_Records to process:_

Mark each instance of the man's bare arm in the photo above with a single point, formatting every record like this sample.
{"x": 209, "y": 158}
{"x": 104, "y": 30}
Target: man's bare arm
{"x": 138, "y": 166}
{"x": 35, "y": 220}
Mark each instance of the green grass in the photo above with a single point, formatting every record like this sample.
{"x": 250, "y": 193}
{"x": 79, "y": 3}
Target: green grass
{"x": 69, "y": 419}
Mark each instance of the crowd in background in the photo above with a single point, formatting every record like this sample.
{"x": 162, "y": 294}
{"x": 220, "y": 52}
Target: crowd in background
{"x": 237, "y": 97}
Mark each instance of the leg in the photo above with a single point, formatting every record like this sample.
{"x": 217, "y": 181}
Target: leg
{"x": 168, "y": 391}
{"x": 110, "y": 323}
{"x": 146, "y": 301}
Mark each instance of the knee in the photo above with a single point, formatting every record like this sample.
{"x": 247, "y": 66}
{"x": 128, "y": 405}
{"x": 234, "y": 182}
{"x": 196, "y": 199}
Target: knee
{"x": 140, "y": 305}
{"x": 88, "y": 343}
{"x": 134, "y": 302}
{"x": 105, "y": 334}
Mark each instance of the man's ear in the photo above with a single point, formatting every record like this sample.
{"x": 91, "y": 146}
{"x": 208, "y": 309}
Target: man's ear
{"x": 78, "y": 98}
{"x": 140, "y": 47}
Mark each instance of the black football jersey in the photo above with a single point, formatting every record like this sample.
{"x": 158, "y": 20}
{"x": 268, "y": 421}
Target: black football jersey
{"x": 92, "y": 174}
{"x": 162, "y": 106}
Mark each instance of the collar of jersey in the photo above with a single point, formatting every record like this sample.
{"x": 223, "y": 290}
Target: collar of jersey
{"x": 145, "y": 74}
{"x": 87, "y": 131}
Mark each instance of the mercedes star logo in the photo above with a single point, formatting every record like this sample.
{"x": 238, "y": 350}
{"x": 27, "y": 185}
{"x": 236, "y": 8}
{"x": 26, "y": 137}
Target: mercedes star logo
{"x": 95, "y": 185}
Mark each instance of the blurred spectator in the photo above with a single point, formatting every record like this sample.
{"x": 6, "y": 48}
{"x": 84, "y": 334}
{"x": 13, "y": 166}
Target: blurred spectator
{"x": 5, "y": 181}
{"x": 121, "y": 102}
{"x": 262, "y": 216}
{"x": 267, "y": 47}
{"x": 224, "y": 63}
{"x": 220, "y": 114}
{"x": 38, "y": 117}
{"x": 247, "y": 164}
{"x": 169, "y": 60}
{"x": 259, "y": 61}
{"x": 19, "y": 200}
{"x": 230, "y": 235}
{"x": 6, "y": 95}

_Task goal:_ Rewrite every line from the one containing "Mark each instance of the black" through the end of the listing, requests included. Shift each x and y coordinate in the answer points up by 20, and leave the coordinates in the requests' format samples unchanged.

_Exercise output:_
Mark each instance of the black football jersey in the photo above with a single point, formatting every record like this sample.
{"x": 158, "y": 20}
{"x": 268, "y": 421}
Target: black football jersey
{"x": 112, "y": 194}
{"x": 182, "y": 126}
Mark each instance of the collar of jersey in the photo above with a single point, formatting every record like this sample.
{"x": 223, "y": 290}
Target: collar of jersey
{"x": 165, "y": 94}
{"x": 107, "y": 151}
Mark each instance of the mercedes star logo in the photo above with a single point, formatting every record like this sample.
{"x": 238, "y": 350}
{"x": 27, "y": 185}
{"x": 236, "y": 8}
{"x": 26, "y": 137}
Target: mercedes star logo
{"x": 115, "y": 205}
Mark each instance of the blurred spectator in the photo above with a single point, formatting every record like this sample.
{"x": 6, "y": 48}
{"x": 84, "y": 334}
{"x": 13, "y": 166}
Target: blurred spectator
{"x": 25, "y": 201}
{"x": 141, "y": 122}
{"x": 282, "y": 236}
{"x": 287, "y": 67}
{"x": 244, "y": 83}
{"x": 240, "y": 134}
{"x": 58, "y": 137}
{"x": 267, "y": 184}
{"x": 189, "y": 80}
{"x": 279, "y": 81}
{"x": 39, "y": 220}
{"x": 250, "y": 255}
{"x": 26, "y": 115}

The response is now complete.